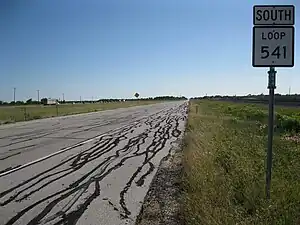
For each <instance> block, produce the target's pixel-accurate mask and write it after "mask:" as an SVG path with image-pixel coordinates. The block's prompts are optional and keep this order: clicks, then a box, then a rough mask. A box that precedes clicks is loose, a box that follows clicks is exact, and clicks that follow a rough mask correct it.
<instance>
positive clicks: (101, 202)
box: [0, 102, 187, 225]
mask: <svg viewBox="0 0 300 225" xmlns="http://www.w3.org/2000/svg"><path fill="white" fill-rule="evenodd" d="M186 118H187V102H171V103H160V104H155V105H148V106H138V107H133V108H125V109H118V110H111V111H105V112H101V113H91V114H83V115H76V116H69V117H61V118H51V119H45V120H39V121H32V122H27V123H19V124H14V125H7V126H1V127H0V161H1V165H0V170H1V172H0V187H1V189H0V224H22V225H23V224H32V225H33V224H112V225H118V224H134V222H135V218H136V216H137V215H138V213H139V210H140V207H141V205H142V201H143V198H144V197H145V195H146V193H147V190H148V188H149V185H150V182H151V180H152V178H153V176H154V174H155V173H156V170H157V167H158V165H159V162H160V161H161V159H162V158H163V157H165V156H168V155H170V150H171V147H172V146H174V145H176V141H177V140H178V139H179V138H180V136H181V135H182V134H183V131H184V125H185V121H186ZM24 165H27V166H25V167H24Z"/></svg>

────────────────────

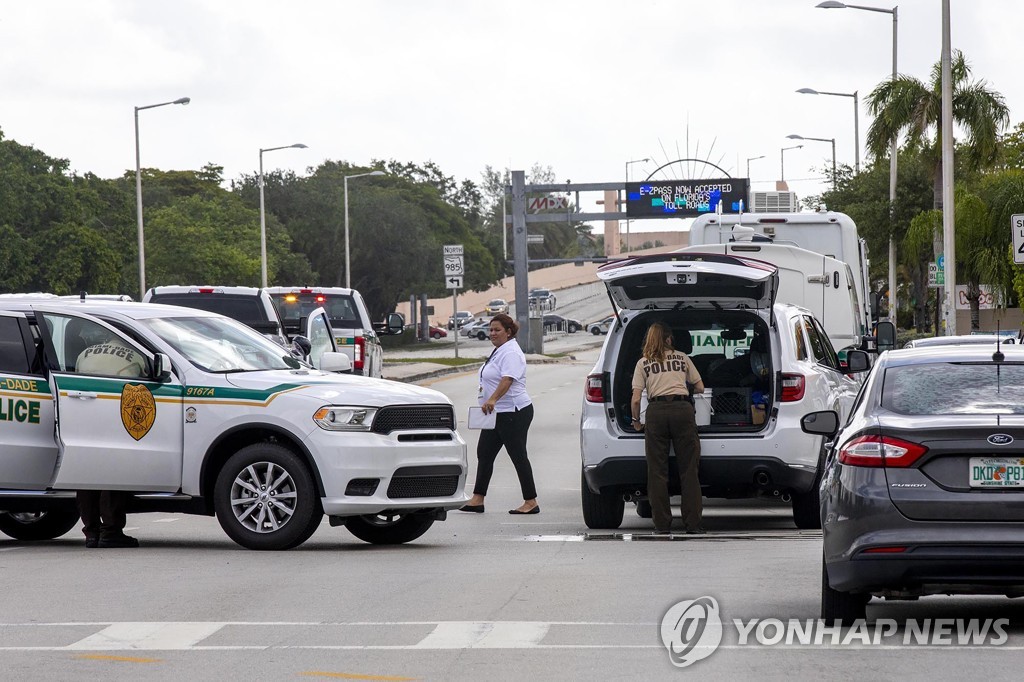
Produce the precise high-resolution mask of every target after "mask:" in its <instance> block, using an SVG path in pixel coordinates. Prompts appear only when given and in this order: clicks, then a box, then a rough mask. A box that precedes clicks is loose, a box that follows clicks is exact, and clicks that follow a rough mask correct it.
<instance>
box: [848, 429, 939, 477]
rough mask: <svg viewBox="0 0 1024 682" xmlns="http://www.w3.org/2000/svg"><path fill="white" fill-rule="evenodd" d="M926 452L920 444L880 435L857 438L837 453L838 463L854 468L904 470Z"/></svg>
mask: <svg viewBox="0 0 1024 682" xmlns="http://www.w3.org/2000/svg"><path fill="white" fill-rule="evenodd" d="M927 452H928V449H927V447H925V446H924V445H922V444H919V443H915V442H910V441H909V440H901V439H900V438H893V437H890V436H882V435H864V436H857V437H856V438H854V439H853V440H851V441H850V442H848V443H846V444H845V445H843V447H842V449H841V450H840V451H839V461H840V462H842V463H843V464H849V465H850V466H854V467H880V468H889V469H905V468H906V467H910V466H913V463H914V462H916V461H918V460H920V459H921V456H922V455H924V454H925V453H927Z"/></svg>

────────────────────

**AIM OF THE EXERCISE**
Rewrite the entries from the line with "Produce the precise" to the line with "box: [848, 429, 939, 477]", replacing "high-resolution" with "detailed" and leaving everything else unchanged. Return only those lines.

**EXERCISE ANSWER**
Produce the precise detailed mask of every target after "mask:" in its <instance> block, using an SVG path in pixel coordinates. Prompts appear only when given and in this order: clicks, then a box, then a rough mask. A box that precedes clicks is loose, a box that follows clicks is exact, and clicks that follow a rough mask correct it.
<instance>
box: [848, 429, 939, 477]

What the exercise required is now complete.